■ Supplied passage:
John Dewar, 2nd Baron Forteviot   (1885–1947) was a Scottish businessman and soldier, notable as being head of the whisky giant Dewar's and of the Distillers Company and a director of the Bank of Scotland.

Life
He was born on 17 March 1885 the eldest child and only son of Sir John Dewar, 1st Baron Forteviot and his wife Johann (Joan) Tod. His uncle (his father's brother) was Thomas Dewar, 1st Baron Dewar.  He was sent to Rugby School in England as a boarder, followed by New College at Oxford University (but did not graduate).

In the First World War he served as a colonel in the Scottish Horse Regiment, serving in the Balkans, Gallipoli and Egypt. He won the Military Cross for bravery.

From 1922 to 1924 he served as Lord Provost of Perth and was also Deputy Lieutenant of Perthshire. On the death of his father in 1929 he succeeded to the title of Baron Forteviot. He also held the title of brigadier in the Royal Company of Archers, the monarch's official bodyguard in Scotland.
In 1943, he was elected a Fellow of the Royal Society of Edinburgh. His proposers were James Watt, Sidney Lord Elphinstone, James Pickering Kendall, and John Edwin MacKenzie.

■ Entries:

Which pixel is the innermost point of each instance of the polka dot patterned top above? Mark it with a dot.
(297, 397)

...

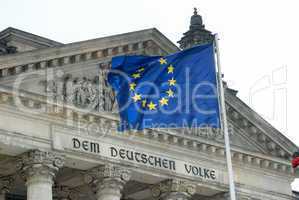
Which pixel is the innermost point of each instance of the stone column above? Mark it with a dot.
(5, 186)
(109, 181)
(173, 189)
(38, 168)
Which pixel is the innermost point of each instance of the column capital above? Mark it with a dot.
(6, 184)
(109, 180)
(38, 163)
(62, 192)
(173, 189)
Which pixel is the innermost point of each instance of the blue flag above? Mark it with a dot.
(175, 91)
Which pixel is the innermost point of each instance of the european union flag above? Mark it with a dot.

■ Exercise details: In two sentences, summarize the account of John Dewar, 2nd Baron Forteviot. The lines above are separate material and have no connection to the text.

■ Task solution: John Dewar, 2nd Baron Forteviot (1885–1947), was a Scottish businessman and soldier who headed Dewar's and the Distillers Company, was a director of the Bank of Scotland, and won the Military Cross as a colonel in the Scottish Horse Regiment during the First World War. He served as Lord Provost of Perth from 1922 to 1924, inherited the title of Baron Forteviot on his father's death in 1929, and was elected a Fellow of the Royal Society of Edinburgh in 1943.